▸ **Action item**
Please copy every line of the records below that holds the word "corner".

▸ **Task inputs**
_ _ _ _ _ _ _

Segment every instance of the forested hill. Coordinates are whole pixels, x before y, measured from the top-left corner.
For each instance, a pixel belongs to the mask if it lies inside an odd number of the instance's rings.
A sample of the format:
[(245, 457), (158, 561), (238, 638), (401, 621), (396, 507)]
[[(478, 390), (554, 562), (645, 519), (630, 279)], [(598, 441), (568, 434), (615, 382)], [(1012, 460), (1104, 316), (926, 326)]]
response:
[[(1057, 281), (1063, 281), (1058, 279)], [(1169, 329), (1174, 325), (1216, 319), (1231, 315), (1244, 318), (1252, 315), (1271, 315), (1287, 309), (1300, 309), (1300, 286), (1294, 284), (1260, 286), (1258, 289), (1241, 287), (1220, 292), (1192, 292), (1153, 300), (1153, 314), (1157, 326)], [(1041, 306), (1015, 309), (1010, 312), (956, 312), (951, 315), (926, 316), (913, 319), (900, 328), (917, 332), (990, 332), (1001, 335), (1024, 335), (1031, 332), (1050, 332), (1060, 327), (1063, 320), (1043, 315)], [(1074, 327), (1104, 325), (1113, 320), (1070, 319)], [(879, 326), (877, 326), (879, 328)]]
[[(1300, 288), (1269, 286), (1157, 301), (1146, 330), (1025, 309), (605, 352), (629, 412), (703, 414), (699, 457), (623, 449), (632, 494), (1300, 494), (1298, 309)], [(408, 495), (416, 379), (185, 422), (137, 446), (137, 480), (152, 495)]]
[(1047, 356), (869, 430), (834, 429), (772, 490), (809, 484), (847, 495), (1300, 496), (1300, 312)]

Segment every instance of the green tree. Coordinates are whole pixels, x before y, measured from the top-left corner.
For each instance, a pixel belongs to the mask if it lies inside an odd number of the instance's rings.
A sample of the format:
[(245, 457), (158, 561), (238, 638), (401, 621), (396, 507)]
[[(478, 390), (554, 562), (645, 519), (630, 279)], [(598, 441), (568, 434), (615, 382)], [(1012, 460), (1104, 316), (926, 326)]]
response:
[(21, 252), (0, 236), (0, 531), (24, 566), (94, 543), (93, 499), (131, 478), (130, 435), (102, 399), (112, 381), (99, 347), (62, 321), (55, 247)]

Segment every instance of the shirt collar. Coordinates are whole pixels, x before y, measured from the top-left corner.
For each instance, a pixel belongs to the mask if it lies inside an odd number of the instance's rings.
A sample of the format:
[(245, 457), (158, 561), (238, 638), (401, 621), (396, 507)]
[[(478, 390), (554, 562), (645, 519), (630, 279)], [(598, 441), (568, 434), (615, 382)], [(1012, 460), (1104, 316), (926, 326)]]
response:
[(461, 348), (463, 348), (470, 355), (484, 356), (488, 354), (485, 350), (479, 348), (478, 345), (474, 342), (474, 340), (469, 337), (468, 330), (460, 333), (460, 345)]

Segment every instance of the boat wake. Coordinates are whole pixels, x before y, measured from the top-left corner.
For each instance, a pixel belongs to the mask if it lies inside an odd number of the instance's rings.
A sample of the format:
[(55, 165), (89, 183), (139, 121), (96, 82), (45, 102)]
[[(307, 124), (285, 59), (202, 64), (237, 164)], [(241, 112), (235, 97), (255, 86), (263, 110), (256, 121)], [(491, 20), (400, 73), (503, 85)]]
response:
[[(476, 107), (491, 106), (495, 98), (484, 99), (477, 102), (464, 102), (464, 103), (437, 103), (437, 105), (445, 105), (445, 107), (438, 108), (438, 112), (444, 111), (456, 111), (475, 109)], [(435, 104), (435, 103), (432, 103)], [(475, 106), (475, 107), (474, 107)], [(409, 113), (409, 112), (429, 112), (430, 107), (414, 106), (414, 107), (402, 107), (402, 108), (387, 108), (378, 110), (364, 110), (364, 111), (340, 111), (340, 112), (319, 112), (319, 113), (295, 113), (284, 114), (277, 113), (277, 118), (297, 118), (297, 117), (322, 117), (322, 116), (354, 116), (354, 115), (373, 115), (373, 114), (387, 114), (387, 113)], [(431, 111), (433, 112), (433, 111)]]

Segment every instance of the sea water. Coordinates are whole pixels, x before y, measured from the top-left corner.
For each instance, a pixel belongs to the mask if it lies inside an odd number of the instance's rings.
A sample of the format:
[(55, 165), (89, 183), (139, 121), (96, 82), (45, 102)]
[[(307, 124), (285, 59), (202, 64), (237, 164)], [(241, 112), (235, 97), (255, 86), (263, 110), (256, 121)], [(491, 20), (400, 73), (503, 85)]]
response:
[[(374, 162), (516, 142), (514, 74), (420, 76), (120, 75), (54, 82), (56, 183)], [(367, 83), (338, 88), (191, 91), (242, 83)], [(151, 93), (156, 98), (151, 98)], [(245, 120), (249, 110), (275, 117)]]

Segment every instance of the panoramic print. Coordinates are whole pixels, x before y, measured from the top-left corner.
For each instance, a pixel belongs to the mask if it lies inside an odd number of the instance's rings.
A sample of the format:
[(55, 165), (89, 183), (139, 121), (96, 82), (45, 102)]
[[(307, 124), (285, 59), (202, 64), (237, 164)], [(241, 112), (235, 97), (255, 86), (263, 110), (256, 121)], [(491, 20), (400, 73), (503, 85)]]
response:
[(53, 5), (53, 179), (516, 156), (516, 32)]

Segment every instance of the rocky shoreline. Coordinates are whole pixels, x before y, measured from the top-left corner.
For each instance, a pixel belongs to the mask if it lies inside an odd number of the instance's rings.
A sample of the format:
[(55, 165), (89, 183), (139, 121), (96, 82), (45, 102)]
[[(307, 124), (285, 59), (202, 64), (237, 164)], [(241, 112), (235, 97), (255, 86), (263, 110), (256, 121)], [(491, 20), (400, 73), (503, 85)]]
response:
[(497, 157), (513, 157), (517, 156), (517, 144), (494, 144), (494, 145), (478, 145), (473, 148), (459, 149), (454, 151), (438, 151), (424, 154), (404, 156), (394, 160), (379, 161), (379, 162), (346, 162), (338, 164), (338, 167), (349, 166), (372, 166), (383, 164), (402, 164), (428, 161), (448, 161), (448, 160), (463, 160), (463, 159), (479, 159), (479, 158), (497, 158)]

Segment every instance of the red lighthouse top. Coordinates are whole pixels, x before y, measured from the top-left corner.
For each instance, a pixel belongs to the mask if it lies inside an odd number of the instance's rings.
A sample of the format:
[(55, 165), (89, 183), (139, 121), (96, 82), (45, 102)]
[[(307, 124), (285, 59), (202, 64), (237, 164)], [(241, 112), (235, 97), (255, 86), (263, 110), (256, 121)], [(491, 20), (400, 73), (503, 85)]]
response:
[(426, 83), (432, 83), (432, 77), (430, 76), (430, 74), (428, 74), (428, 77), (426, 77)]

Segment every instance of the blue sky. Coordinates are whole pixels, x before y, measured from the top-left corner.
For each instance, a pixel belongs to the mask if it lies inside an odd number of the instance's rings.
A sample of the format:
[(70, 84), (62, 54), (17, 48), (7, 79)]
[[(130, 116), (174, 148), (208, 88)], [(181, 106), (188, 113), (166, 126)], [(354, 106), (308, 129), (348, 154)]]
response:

_ _ _ _ _ _ _

▸ **Task response**
Segment every instance of the forested hill. Coordinates are whole pixels, x before y, measured from the top-left corner.
Segment every instance of the green tree. Coordinates are whole pixels, x before y, measured from the top-left corner.
Segment every instance of the shirt collar. Coordinates are whole pixels, x before y, measured from the top-left corner.
Segment every instance of the boat wake. Coordinates are whole pixels, x before y, measured from the top-left corner.
Segment every instance of the sea water. Coordinates are whole pixels, x before y, measured from the top-left corner.
Segment every instance of the panoramic print. Coordinates are whole pixels, x before y, measured from the top-left corner.
Segment every instance of the rocky shoreline. Coordinates are whole pixels, x before y, measured from the top-left corner.
Segment every instance of the red lighthouse top. Coordinates are whole pixels, x before y, measured from the top-left corner.
Segment every instance of the blue sky. Coordinates are whole pixels, x before y, measured from the top-left corner.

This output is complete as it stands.